┏━━

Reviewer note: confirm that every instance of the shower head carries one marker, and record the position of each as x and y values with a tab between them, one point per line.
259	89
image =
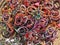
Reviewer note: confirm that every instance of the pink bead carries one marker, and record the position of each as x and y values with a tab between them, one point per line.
37	4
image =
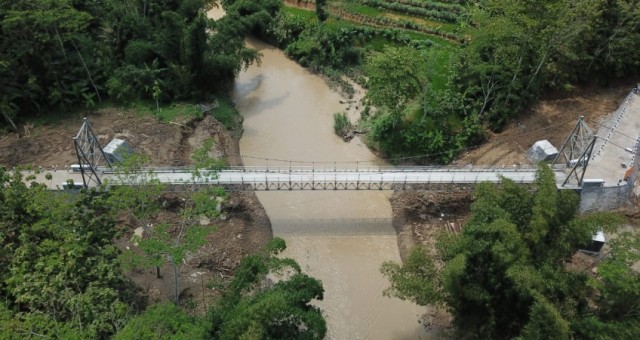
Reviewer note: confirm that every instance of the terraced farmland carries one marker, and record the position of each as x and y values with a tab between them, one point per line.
436	20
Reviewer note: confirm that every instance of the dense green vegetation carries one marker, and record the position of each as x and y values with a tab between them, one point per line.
62	277
62	54
486	60
506	275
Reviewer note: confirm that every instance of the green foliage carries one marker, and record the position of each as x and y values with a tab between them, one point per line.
141	199
63	54
59	270
321	10
504	276
396	77
341	124
276	310
416	280
163	321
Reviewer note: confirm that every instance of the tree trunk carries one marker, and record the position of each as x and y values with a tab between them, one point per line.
10	121
176	272
87	70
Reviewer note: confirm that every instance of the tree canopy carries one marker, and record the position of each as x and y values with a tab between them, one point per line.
59	271
64	53
505	275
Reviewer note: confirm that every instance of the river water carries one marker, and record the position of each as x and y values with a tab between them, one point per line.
339	237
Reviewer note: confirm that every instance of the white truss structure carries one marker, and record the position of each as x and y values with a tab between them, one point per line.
576	152
89	154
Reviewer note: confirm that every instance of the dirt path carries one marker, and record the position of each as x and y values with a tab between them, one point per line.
244	229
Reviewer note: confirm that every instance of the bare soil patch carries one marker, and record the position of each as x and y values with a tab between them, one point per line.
243	228
551	119
419	217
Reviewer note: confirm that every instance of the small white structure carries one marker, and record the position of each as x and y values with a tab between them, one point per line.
116	150
542	151
597	242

┗━━

### Challenge
Nothing outside the span should appear: transcribe the lines from the one containing "Reviewer note: confirm that every instance of the white" through the last line of the records.

### Exercise output
Reviewer note: confirm that every instance of the white truss structure carries one marker, and record the position of each as x and y values with a tab between them, one point per line.
576	152
89	154
Reviewer note: confirm that every instance of the dirt path carries one marker, and record the position of each as x and y values with a tab between them, one point per line.
244	229
Reviewer note: confirm that every instance of the bare soil patch carries one marker, and record the position of each as x and y values with a tab between them, one point per line.
243	228
551	119
419	217
Reviewer note: confirm that every instance of the small white structure carries one marker, and record the position of each as x and y values with a tab between them, one point per line.
116	150
542	151
597	242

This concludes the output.